**Prompt**
Only an exact repetition of the lines from the one that holds "Target: distant building" to the end of the records is wanted.

Point-per-instance localization data:

• • • •

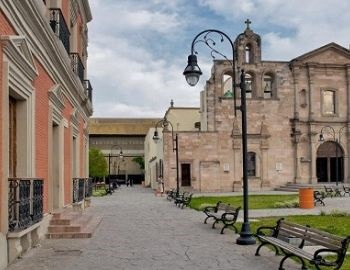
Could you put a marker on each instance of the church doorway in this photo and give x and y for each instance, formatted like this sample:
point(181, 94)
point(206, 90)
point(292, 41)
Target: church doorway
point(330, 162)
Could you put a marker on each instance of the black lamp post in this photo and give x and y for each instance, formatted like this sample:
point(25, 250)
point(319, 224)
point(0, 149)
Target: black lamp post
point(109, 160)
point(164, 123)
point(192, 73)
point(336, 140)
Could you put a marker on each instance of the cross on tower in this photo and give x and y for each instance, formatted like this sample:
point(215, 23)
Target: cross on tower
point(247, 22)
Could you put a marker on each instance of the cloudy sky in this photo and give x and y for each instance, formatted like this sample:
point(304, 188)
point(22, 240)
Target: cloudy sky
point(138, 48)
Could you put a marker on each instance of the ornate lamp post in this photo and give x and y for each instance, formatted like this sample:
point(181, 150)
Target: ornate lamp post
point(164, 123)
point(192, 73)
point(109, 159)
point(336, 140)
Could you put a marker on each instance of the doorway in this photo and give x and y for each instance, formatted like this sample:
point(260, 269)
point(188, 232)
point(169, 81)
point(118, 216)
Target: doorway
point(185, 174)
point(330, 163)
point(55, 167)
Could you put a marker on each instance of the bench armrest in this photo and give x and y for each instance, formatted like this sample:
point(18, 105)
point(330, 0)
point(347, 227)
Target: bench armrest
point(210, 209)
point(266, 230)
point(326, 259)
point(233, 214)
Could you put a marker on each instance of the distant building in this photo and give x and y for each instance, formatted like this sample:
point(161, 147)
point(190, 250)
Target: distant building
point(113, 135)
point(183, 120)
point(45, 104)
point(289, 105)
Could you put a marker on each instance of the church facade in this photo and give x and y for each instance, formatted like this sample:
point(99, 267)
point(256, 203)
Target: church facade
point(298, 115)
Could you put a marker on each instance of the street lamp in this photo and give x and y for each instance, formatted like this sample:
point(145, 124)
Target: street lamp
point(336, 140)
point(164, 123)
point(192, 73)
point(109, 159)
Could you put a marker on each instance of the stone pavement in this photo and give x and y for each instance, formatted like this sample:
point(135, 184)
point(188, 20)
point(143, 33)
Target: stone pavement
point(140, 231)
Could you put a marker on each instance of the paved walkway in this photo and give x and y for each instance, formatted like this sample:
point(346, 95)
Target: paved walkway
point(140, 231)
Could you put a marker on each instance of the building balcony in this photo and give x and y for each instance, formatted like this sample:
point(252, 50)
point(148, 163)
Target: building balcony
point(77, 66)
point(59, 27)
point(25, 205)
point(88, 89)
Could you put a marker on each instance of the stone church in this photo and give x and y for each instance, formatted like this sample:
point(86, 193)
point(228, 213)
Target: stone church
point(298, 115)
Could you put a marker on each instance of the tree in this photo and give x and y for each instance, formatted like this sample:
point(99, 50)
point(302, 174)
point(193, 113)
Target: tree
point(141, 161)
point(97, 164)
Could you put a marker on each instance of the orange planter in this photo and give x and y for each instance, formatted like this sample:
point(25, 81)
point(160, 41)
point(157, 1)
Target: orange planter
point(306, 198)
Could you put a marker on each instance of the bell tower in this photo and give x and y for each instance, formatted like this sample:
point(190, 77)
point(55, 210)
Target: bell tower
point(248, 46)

• • • •

**Reply to the exercise**
Target: distant building
point(113, 135)
point(183, 120)
point(45, 104)
point(289, 105)
Could you put a marker on each instance of the church facade in this photo and give x and y for each instance, formatted like this sample:
point(99, 267)
point(256, 203)
Target: church facade
point(298, 115)
Could you put a marker on each instance of the street lamp in this photo and give x and y for each instance, formatted like this sample:
point(145, 124)
Target: street lamp
point(336, 140)
point(164, 123)
point(192, 73)
point(109, 159)
Could you put a marker on each instance of the stone pavement in this photo and give x and y for each instance, formatted like this sample:
point(135, 184)
point(188, 20)
point(143, 33)
Target: stone pavement
point(140, 231)
Could you put a marker on each instance of the paved walkway in this photo and give x and y for each instance, formatted like this sample:
point(346, 95)
Target: paved walkway
point(140, 231)
Could you put a marker on each instance of the building balcony in this photo and give x and y for each instance, formatted like this sample:
point(252, 50)
point(148, 163)
Target: building balcony
point(77, 66)
point(59, 27)
point(25, 205)
point(88, 89)
Could you put a marker on each instance of the stone church in this photo and give x and y for each instance, formatted like this sample:
point(86, 193)
point(228, 213)
Target: stone church
point(298, 115)
Could you put a marker on each instance of the tree in this photo and give x and y for each instance, formatted like this sample:
point(99, 50)
point(302, 174)
point(193, 113)
Target: tree
point(141, 161)
point(97, 164)
Could you put a marker on each instance of the orange planter in this photo and give x and y for each instance, formatted like this sample:
point(25, 81)
point(160, 41)
point(157, 1)
Target: orange planter
point(306, 198)
Could you put a marker on each instance of the bell tower in this photo and give x and y for each instance, formatted like this sample:
point(190, 77)
point(55, 210)
Target: bell tower
point(248, 46)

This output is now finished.